Whether or not the rappers have actually “reclaimed” the word will get you an argument. “How hardy is the weed of self-loathing,” the (African American) columnist Leonard Pitts, Jr., asks, “that many black people rationalize and justify its use, even now? . . ."

"I mean,” Pitts wonders, “has the black girl Gribben mentions (who was so offended by the language that she 'loathed' Huckleberry Finn) never heard of Chris Rock or Snoop Dogg?”

The whole point of the book is that Huck realizes Jim isn't any less of a person than the white people who regard him as property. Twain treats the character of Jim with respect, and Huck winds up respecting him, too. “Instead of doing a gotcha search on Twain’s 'Huckleberry Finn,' I recommend that its critics read it,” Ishmael Reed has written. “They will find that Twain’s Jim has more depth than the parade of black male characters that one finds in recent movies, theater and literature, who are little more than lethal props. Jim is self sufficient, capable of fending for himself amidst dire circumstances, cares about his family, is religious and has goals. He is one of the few characters in the book with any kind of integrity.”

Pitts writes that “Huckleberry Finn is a funny, subversive story about a runaway white boy who comes to locate the humanity in a runaway black man and, in the process, vindicates his own. It has always, until now, been regarded as a timeless tale. But that was before America became an intellectual backwater."

Some think it's pretty presumptuous of an obscure academic to rewrite, even marginally, a book that is generally considered a masterpiece of American literature. Reed suggests the “fact that a critic has taken to tampering with Twain’s great work is another sign that the atavistic philistinism that has taken hold of our politics and culture has found a place in academia.”

Kakutani describes “the narcissistic contemporary belief that art should be inoffensive and accessible; that books, plays, and poetry from other times and places should somehow be made to conform to today’s democratic ideals. It’s like the politically correct efforts in the ’80s to exile great authors like Conrad and Melville from the canon because their work does not feature enough women or projects colonialist attitudes.”

She doesn't hold much with that approach. Instead, “(a)uthors’ original texts should be sacrosanct intellectual property, whether a book is a classic or not. Tampering with a writer’s words underscores both editors’ extraordinary hubris and a cavalier attitude embraced by more and more people in this day of mash-ups, sampling and digital books — the attitude that all texts are fungible, that readers are entitled to alter as they please, that the very idea of authorship is old-fashioned.”

The N word accurately reflects the way people talked at the time. Pitts suggests, “it is never a good idea to sugarcoat the past. The past is what it is, immutable and nonnegotiable. Even a cursory glance at the historical record will show that Twain’s use of the reprehensible word was an accurate reflection of that era. So it would be more useful to have any new edition offer students context and challenge them to ask hard questions: Why did Twain choose that word? What kind of country must this have been that it was so ubiquitous?”

The U.S. House of Representatives has been careful to avoid that kind of embarassing historical question. The House began its current session by reading the Constitution aloud — not a bad idea, although one wonders about paying 435 people rather handsomely to spend a day doing it. But the House arguably did a little sugarcoating of its own. Critics have noted that the reading omitted those parts of the original document that even Tea Party Congressmen recognize are no longer politically acceptable — chiefly those that recognized and accomodated slavery. (For purposes of representation, a slave — who couldn't vote — would be counted as three-fifths of a person. The importation of slaves would have to end — in 20 years.)

TASK SET
a - Answer these questions from the Huckleberry Finn passage:
(i) Which two entertainers does Pitts ask whether the black girl Gribben mentions has never heard of?
(ii) Which two authors does Kakutani say politically correct efforts in the ’80s tried to exile from the canon?
(iii) For purposes of representation, how was a slave counted?
b - Quote the Huckleberry Finn passage from "The U.S. House" up to and including "in 20 years.)".

EXTRACTED RECORDS
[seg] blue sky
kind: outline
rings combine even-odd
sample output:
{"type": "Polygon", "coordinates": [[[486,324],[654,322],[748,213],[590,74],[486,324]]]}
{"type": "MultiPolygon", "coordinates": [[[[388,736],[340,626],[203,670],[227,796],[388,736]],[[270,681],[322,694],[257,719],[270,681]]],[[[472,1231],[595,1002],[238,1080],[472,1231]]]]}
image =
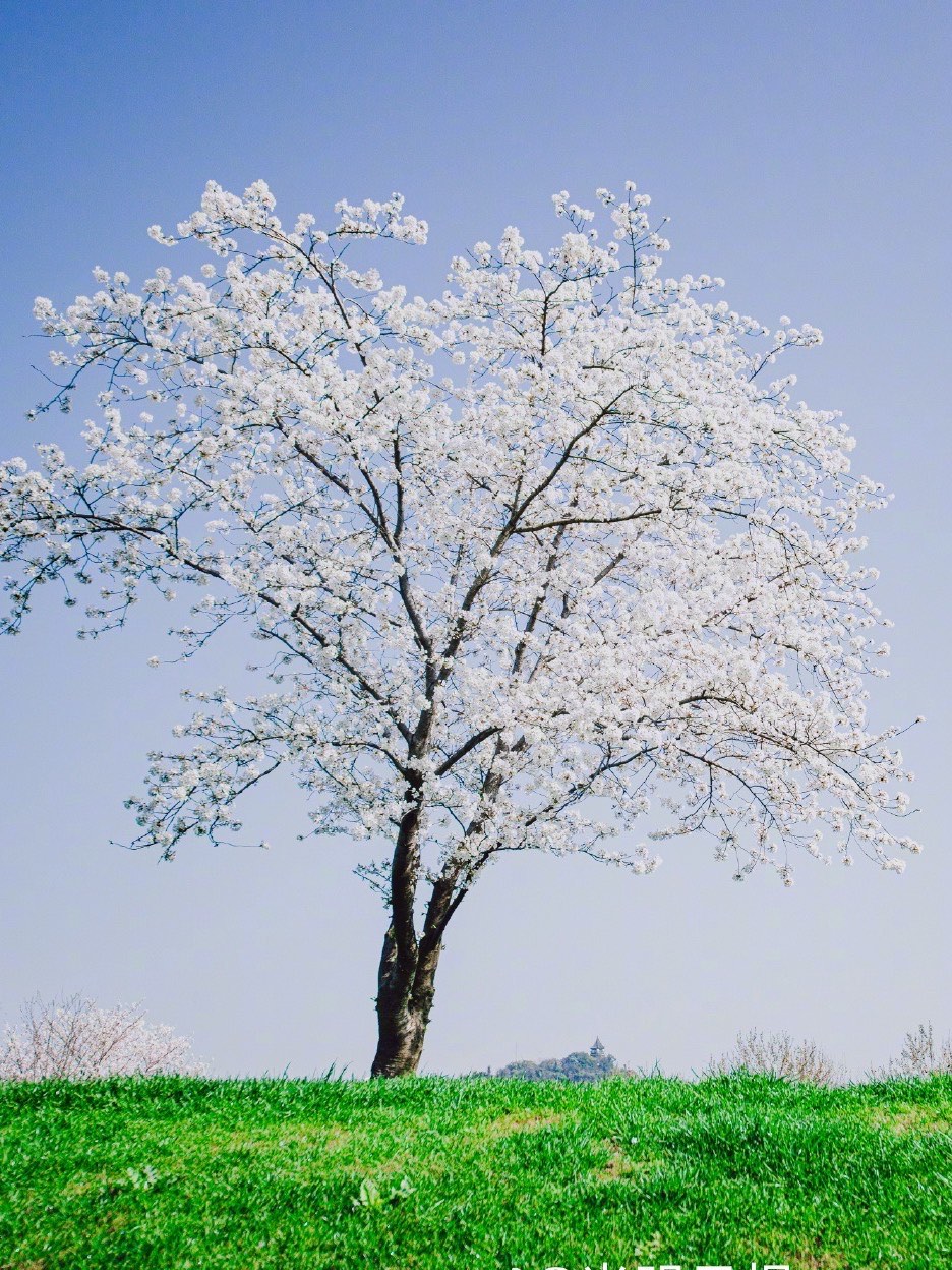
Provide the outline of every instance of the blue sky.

SOLUTIONS TO THE TASKS
a -
(i) Chris Rock and Snoop Dogg.
(ii) Conrad and Melville.
(iii) As three-fifths of a person.

b -
The U.S. House of Representatives has been careful to avoid that kind of embarassing historical question. The House began its current session by reading the Constitution aloud — not a bad idea, although one wonders about paying 435 people rather handsomely to spend a day doing it. But the House arguably did a little sugarcoating of its own. Critics have noted that the reading omitted those parts of the original document that even Tea Party Congressmen recognize are no longer politically acceptable — chiefly those that recognized and accomodated slavery. (For purposes of representation, a slave — who couldn't vote — would be counted as three-fifths of a person. The importation of slaves would have to end — in 20 years.)